_Records in a dataset_:
-------------------------

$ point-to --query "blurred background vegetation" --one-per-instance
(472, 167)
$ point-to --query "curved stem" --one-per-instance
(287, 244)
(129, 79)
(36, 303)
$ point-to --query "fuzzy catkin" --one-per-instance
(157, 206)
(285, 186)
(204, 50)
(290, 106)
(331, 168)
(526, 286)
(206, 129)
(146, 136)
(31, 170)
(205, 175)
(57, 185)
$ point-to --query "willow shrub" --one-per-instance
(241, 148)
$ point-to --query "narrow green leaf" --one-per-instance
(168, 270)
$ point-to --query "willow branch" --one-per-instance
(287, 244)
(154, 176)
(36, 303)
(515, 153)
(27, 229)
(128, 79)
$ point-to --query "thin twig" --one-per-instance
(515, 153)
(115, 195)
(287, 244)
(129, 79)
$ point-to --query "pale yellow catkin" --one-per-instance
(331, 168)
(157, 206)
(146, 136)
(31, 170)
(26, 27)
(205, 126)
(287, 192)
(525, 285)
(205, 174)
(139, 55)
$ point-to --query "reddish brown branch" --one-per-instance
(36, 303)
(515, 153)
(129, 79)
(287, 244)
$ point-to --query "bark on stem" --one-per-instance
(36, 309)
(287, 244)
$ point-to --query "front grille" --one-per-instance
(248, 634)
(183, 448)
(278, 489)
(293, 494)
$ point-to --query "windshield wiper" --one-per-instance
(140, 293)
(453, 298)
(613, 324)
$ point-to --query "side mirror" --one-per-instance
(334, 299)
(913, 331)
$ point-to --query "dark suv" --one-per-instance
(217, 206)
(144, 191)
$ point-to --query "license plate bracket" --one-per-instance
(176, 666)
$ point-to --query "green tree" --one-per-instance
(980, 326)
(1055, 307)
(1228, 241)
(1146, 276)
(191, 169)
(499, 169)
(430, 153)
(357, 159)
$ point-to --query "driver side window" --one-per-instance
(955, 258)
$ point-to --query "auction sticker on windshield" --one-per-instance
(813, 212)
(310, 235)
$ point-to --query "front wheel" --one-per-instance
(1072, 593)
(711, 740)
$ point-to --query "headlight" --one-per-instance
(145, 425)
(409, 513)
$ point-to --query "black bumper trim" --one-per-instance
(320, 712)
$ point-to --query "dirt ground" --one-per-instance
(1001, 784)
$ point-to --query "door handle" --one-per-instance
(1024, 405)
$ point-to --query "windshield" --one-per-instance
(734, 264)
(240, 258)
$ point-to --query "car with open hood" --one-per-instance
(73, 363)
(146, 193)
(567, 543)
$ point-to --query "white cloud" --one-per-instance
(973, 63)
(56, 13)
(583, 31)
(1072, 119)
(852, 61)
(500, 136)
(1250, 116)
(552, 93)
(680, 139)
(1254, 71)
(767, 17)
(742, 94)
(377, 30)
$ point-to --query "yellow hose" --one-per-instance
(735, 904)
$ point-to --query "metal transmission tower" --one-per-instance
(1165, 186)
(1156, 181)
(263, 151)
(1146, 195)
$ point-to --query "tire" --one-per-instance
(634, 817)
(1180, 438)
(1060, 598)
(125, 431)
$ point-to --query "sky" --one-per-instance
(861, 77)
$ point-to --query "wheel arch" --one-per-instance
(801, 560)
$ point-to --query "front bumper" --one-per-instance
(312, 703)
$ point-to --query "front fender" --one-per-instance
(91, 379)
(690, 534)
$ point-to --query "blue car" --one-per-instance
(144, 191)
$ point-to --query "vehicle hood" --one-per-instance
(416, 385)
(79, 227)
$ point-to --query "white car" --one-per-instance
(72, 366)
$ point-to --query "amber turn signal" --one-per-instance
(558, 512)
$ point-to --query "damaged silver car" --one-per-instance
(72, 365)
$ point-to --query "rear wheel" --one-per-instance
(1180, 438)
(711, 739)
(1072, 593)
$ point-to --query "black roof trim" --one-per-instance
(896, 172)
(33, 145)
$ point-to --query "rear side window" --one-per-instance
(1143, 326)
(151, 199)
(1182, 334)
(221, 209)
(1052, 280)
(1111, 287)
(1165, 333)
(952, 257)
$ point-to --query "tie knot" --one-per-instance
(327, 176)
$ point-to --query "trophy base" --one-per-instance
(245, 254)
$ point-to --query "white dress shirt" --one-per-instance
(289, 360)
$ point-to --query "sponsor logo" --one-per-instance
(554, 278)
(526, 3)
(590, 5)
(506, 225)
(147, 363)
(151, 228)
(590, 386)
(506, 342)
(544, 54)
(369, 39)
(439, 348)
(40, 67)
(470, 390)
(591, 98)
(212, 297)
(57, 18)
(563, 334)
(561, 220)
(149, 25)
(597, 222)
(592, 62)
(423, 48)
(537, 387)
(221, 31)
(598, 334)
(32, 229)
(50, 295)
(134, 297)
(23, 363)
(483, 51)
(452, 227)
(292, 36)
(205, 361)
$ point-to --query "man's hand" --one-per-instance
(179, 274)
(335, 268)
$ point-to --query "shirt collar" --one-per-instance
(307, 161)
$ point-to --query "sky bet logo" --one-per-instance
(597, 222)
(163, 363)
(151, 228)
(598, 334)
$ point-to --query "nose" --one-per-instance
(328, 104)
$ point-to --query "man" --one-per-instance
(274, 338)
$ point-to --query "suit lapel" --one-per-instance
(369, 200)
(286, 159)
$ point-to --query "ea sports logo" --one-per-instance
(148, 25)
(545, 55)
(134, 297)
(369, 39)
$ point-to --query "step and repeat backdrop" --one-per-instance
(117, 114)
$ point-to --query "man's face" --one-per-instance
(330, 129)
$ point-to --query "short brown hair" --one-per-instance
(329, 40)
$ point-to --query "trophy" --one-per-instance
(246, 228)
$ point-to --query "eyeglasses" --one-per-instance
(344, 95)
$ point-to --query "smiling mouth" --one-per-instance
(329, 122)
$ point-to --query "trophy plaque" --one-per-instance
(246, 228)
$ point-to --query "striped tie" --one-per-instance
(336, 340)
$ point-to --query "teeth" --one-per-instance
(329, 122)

-------------------------

_WHAT IS BEING ASKED_: Locate each line of the records above that contains the word "green", and copy those lines.

_TASK RESULT_:
$ point-to --query "narrow green leaf" --one-per-instance
$ point-to --query "green tree" --one-per-instance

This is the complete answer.